WHAT YOU HAVE TO DO: Please count the lines in the data below that contain the string "outline", matching case exactly, and reply with the number alone.

RECORDS SUPPLIED:
====
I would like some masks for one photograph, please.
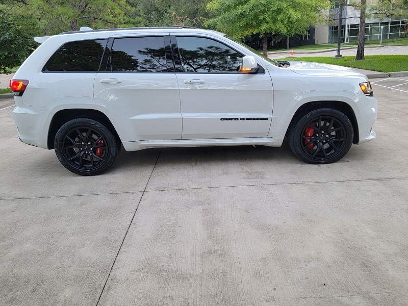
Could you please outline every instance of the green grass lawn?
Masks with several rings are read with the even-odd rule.
[[[343,44],[342,46],[344,46]],[[308,45],[305,46],[299,46],[298,47],[293,47],[291,48],[289,50],[280,48],[279,49],[273,49],[272,50],[268,50],[268,52],[276,52],[277,51],[291,51],[294,50],[296,51],[308,51],[309,50],[322,50],[324,49],[333,49],[333,48],[337,48],[337,45]]]
[[[379,45],[379,39],[377,40],[366,40],[365,45]],[[347,43],[343,44],[342,45],[345,47],[352,45],[356,46],[358,43],[356,41],[354,41],[353,42],[348,42]],[[385,45],[390,44],[408,44],[408,38],[392,38],[391,39],[383,39],[382,43],[381,44]]]
[[[408,71],[408,55],[369,55],[365,57],[366,60],[364,61],[354,61],[355,57],[354,56],[345,56],[340,59],[334,59],[328,57],[319,57],[280,59],[324,63],[381,72]]]
[[[366,46],[379,45],[380,41],[378,40],[366,40],[365,45]],[[357,46],[356,41],[353,42],[347,42],[341,44],[341,47],[353,47]],[[408,38],[394,38],[391,39],[383,39],[383,45],[393,45],[393,44],[408,44]],[[277,51],[290,51],[293,50],[296,51],[308,51],[309,50],[324,50],[324,49],[333,49],[337,48],[337,44],[322,44],[322,45],[308,45],[305,46],[299,46],[298,47],[293,47],[289,50],[280,48],[278,49],[273,49],[268,50],[268,52],[276,52]]]

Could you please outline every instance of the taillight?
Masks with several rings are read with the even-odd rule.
====
SOLUTION FOR THIS EXERCISE: 2